───── Source records
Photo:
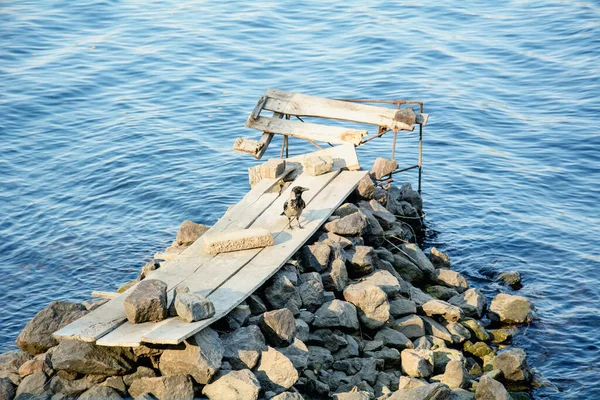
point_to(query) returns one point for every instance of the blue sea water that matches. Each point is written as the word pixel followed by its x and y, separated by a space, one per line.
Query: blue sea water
pixel 117 120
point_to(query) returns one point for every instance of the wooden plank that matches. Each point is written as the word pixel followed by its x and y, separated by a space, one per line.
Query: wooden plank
pixel 344 156
pixel 223 266
pixel 265 264
pixel 107 317
pixel 308 131
pixel 312 106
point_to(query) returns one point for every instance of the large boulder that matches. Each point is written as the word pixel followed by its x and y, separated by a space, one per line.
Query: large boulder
pixel 412 326
pixel 417 363
pixel 336 314
pixel 174 387
pixel 371 302
pixel 193 307
pixel 350 225
pixel 513 364
pixel 36 337
pixel 315 257
pixel 87 358
pixel 189 232
pixel 451 279
pixel 472 302
pixel 200 356
pixel 242 347
pixel 278 327
pixel 100 392
pixel 491 389
pixel 147 302
pixel 510 309
pixel 433 391
pixel 447 311
pixel 234 385
pixel 275 372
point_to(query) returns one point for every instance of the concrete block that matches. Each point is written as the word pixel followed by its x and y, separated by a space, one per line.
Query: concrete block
pixel 317 165
pixel 237 240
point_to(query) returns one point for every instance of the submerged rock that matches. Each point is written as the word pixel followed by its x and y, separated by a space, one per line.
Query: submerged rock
pixel 36 337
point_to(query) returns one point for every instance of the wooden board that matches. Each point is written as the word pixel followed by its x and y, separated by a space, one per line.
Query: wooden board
pixel 223 266
pixel 265 264
pixel 305 130
pixel 112 314
pixel 312 106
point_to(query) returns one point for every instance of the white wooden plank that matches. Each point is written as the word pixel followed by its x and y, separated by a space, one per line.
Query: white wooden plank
pixel 223 266
pixel 265 264
pixel 309 131
pixel 312 106
pixel 107 317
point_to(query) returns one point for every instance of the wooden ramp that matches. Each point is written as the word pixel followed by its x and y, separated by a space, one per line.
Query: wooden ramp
pixel 228 278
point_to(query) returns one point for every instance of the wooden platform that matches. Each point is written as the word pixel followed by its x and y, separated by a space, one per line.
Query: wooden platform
pixel 229 278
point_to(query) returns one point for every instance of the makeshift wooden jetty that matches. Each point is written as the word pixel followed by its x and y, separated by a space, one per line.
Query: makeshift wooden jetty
pixel 227 279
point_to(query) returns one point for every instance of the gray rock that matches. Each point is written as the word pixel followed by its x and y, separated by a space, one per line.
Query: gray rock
pixel 511 278
pixel 491 389
pixel 278 326
pixel 140 372
pixel 36 337
pixel 383 167
pixel 417 363
pixel 173 387
pixel 412 326
pixel 393 338
pixel 311 290
pixel 345 209
pixel 193 307
pixel 238 316
pixel 438 258
pixel 302 329
pixel 87 358
pixel 281 292
pixel 33 387
pixel 276 373
pixel 447 311
pixel 451 279
pixel 472 302
pixel 100 392
pixel 336 314
pixel 366 187
pixel 242 347
pixel 352 225
pixel 441 292
pixel 476 329
pixel 235 385
pixel 402 307
pixel 407 269
pixel 319 358
pixel 199 356
pixel 256 304
pixel 297 352
pixel 7 389
pixel 315 257
pixel 337 278
pixel 416 255
pixel 147 302
pixel 513 364
pixel 434 391
pixel 510 309
pixel 371 302
pixel 455 375
pixel 189 232
pixel 361 261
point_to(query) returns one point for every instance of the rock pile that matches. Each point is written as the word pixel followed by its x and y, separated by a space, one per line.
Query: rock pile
pixel 358 313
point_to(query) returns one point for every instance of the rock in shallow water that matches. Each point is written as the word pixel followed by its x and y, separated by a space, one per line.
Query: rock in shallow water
pixel 36 337
pixel 147 302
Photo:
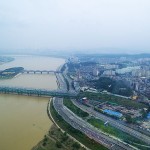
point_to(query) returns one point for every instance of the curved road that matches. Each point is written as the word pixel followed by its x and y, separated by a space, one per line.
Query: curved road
pixel 88 129
pixel 113 122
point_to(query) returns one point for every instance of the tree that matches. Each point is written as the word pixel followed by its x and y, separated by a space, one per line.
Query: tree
pixel 129 119
pixel 58 144
pixel 76 145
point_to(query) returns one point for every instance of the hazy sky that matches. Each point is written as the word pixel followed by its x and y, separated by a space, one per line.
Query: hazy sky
pixel 103 25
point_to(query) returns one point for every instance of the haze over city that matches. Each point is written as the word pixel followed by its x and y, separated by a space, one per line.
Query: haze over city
pixel 104 26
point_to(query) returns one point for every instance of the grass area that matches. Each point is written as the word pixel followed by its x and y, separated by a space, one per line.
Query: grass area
pixel 75 133
pixel 113 99
pixel 115 132
pixel 68 103
pixel 56 140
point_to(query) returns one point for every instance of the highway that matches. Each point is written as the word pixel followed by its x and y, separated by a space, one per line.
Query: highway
pixel 113 122
pixel 88 129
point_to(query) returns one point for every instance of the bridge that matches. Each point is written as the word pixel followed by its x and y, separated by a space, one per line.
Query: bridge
pixel 35 92
pixel 40 71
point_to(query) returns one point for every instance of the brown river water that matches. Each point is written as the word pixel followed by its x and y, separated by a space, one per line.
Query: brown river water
pixel 23 119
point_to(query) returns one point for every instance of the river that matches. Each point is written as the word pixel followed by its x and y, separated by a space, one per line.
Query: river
pixel 23 119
──────────
Task to carry out:
With the first line being the one containing "Query: highway" and the last line the one containing "of the brown", transcribe exactly the lines above that fall in that range.

Expected answer:
Query: highway
pixel 113 122
pixel 88 129
point_to(query) returns one point for every instance of the bridge that matches. Each point is written as the word pixel followed by its x and y, separated by a space, one per line.
Query: bridge
pixel 35 92
pixel 40 71
point_to(query) returns one point for every instance of the brown river water that matches. Each point is written as the word pixel followed by its x and y, separated by a space, one per line.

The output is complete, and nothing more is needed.